— What is asked —
Count the lines in the items below that contain the string "JSON", matching case exactly, and reply with the number only.

— Input material —

================

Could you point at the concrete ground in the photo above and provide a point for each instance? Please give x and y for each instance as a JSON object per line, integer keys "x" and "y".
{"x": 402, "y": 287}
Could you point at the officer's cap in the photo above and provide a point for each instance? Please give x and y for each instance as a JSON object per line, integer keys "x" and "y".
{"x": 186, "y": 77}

================

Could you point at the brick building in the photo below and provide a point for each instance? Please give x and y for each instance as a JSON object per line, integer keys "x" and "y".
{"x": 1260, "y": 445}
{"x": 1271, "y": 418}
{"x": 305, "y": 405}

================

— Full answer —
3